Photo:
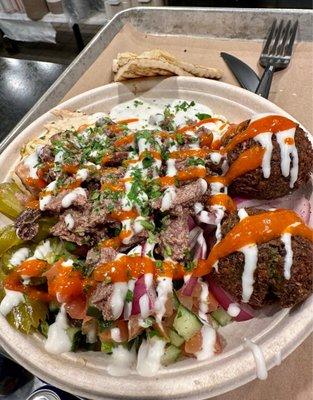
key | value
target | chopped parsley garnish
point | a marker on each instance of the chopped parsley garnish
(184, 106)
(195, 161)
(129, 296)
(159, 264)
(189, 265)
(148, 225)
(148, 160)
(167, 251)
(202, 116)
(180, 138)
(137, 103)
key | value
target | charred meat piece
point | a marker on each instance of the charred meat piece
(174, 239)
(270, 283)
(46, 154)
(81, 226)
(186, 196)
(101, 298)
(253, 184)
(27, 225)
(98, 256)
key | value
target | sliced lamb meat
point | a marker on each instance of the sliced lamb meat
(135, 240)
(186, 196)
(55, 204)
(27, 225)
(101, 298)
(99, 256)
(117, 159)
(174, 239)
(86, 224)
(46, 154)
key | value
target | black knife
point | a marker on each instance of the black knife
(245, 75)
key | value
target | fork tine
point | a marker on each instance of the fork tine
(269, 37)
(281, 47)
(277, 37)
(288, 48)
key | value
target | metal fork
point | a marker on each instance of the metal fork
(276, 53)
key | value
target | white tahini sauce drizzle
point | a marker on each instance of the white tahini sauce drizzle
(42, 250)
(116, 335)
(286, 239)
(10, 300)
(69, 198)
(265, 140)
(118, 298)
(164, 289)
(121, 361)
(149, 357)
(203, 304)
(233, 310)
(69, 221)
(250, 252)
(259, 359)
(208, 343)
(19, 256)
(32, 161)
(242, 213)
(58, 340)
(289, 155)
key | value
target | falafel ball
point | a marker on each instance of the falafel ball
(253, 184)
(270, 284)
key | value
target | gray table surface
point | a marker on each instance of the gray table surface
(22, 83)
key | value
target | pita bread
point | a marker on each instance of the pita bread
(157, 62)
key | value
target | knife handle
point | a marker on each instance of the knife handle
(265, 83)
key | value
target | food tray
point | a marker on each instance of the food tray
(220, 23)
(164, 28)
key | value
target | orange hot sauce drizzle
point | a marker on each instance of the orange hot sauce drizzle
(196, 125)
(122, 215)
(189, 153)
(128, 267)
(224, 200)
(260, 228)
(247, 161)
(271, 123)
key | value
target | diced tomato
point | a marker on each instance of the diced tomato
(32, 268)
(194, 344)
(82, 128)
(36, 183)
(70, 168)
(64, 283)
(122, 326)
(77, 308)
(134, 329)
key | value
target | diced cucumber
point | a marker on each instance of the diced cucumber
(170, 355)
(186, 323)
(75, 336)
(221, 317)
(93, 311)
(107, 347)
(175, 339)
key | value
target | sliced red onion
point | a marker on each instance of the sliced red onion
(206, 217)
(141, 289)
(295, 201)
(225, 299)
(188, 286)
(191, 223)
(193, 236)
(201, 248)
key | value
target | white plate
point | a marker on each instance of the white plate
(278, 334)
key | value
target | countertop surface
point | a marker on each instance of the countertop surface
(22, 83)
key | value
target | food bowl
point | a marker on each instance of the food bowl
(276, 332)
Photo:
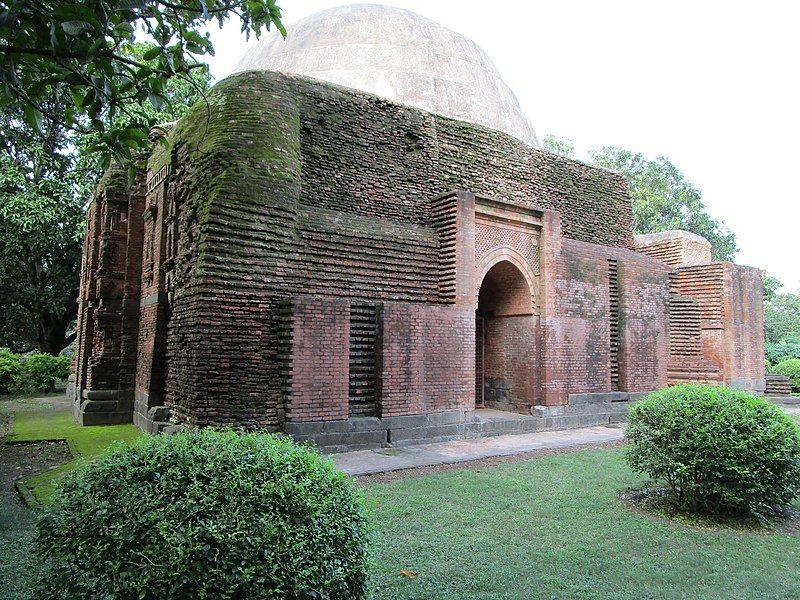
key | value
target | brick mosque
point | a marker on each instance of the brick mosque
(358, 241)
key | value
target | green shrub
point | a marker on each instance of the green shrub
(790, 368)
(40, 372)
(205, 514)
(719, 450)
(10, 369)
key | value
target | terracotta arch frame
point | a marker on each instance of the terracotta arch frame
(513, 256)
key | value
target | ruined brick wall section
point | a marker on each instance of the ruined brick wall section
(320, 360)
(576, 331)
(236, 183)
(730, 308)
(511, 382)
(425, 359)
(365, 155)
(359, 257)
(675, 248)
(703, 284)
(105, 334)
(743, 363)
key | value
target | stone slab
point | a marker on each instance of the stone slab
(366, 462)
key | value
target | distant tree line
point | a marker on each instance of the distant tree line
(661, 196)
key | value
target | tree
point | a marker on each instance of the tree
(663, 199)
(41, 226)
(77, 56)
(771, 286)
(560, 146)
(46, 180)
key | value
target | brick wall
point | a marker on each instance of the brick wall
(426, 360)
(362, 154)
(294, 188)
(510, 362)
(320, 360)
(743, 363)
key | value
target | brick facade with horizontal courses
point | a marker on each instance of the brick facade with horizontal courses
(264, 221)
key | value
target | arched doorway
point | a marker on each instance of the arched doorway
(505, 340)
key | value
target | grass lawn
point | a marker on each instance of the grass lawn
(50, 418)
(554, 528)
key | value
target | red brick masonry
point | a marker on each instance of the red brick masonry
(298, 259)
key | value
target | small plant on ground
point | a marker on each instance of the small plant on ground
(790, 368)
(10, 369)
(719, 450)
(205, 514)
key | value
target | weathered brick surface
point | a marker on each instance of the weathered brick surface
(576, 334)
(426, 360)
(320, 360)
(268, 219)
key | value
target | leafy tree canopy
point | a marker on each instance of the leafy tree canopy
(664, 199)
(661, 196)
(46, 180)
(79, 56)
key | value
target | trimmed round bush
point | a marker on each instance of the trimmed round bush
(718, 449)
(205, 514)
(40, 371)
(790, 368)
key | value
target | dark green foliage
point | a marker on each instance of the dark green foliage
(40, 372)
(661, 197)
(77, 55)
(31, 372)
(719, 450)
(10, 368)
(664, 199)
(790, 368)
(205, 514)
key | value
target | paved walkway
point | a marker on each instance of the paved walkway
(368, 462)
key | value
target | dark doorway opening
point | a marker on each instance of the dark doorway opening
(505, 343)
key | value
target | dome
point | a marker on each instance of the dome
(399, 55)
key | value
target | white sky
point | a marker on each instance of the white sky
(712, 85)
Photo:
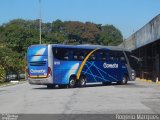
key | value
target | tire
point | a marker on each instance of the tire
(50, 86)
(82, 82)
(72, 82)
(106, 83)
(124, 80)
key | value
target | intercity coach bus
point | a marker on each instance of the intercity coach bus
(76, 65)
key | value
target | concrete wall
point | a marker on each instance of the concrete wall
(147, 34)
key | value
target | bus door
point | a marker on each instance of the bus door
(38, 61)
(112, 66)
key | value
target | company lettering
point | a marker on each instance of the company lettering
(105, 65)
(37, 71)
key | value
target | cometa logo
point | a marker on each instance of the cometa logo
(105, 65)
(37, 71)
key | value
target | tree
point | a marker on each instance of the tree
(110, 35)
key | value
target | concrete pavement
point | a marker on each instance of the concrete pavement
(136, 97)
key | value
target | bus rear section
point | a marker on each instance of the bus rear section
(39, 70)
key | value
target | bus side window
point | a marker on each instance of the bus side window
(121, 57)
(102, 56)
(92, 57)
(66, 56)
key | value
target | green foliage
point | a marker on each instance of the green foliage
(110, 35)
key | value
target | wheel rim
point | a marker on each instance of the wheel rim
(72, 82)
(83, 82)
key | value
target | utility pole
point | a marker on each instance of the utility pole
(40, 22)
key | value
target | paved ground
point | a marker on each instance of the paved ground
(136, 97)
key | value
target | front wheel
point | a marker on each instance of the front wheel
(50, 86)
(72, 82)
(124, 80)
(82, 82)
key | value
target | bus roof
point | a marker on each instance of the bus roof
(88, 46)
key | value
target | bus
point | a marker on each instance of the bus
(76, 65)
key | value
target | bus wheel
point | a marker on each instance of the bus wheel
(82, 81)
(50, 86)
(106, 83)
(124, 80)
(72, 82)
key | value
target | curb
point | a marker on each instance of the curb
(147, 81)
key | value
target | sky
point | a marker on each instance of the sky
(127, 15)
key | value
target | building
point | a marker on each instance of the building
(145, 44)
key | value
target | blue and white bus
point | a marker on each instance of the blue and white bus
(76, 65)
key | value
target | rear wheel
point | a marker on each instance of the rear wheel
(82, 82)
(106, 83)
(72, 82)
(124, 80)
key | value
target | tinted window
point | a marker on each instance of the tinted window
(102, 55)
(70, 54)
(116, 56)
(62, 53)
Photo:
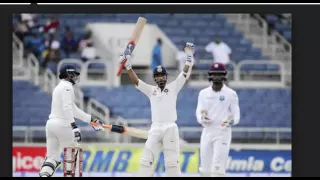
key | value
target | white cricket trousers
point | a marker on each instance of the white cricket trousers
(161, 137)
(58, 137)
(214, 151)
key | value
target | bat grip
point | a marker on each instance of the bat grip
(121, 67)
(118, 129)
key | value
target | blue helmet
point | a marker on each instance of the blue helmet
(160, 71)
(71, 72)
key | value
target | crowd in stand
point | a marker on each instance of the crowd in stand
(50, 42)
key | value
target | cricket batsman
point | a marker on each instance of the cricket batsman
(164, 133)
(217, 110)
(61, 128)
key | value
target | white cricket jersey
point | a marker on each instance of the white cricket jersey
(220, 52)
(163, 104)
(219, 105)
(63, 107)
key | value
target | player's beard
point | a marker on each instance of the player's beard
(217, 85)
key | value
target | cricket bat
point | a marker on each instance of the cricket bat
(133, 40)
(134, 132)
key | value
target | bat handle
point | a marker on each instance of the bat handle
(121, 67)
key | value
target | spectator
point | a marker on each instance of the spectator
(156, 54)
(21, 29)
(89, 52)
(52, 51)
(85, 40)
(52, 25)
(69, 44)
(52, 42)
(221, 52)
(29, 19)
(35, 44)
(181, 58)
(51, 55)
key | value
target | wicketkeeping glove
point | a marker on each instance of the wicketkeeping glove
(76, 132)
(126, 58)
(97, 121)
(228, 122)
(189, 50)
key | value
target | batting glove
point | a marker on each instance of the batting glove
(189, 50)
(205, 121)
(97, 121)
(76, 132)
(126, 58)
(228, 122)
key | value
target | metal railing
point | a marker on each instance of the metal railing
(20, 47)
(33, 67)
(275, 35)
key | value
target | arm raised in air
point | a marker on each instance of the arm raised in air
(185, 74)
(142, 86)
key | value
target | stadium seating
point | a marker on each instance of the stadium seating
(178, 27)
(31, 106)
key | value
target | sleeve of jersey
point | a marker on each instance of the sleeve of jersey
(67, 104)
(79, 114)
(180, 81)
(144, 87)
(199, 108)
(235, 109)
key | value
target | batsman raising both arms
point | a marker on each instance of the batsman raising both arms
(61, 128)
(164, 133)
(217, 110)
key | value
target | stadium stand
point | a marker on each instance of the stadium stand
(179, 28)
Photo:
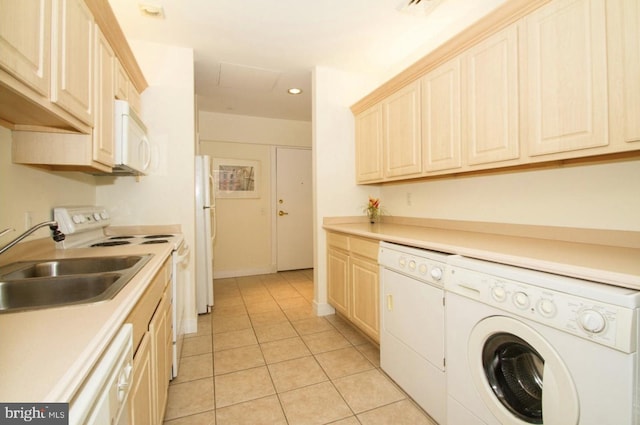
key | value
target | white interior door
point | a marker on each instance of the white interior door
(294, 209)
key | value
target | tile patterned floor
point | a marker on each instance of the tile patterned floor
(263, 358)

● ● ● ●

▶ Your task:
How many lines in the records above contain the string "onion"? Case counts. Reply with the number alone.

▶ Worked solution:
2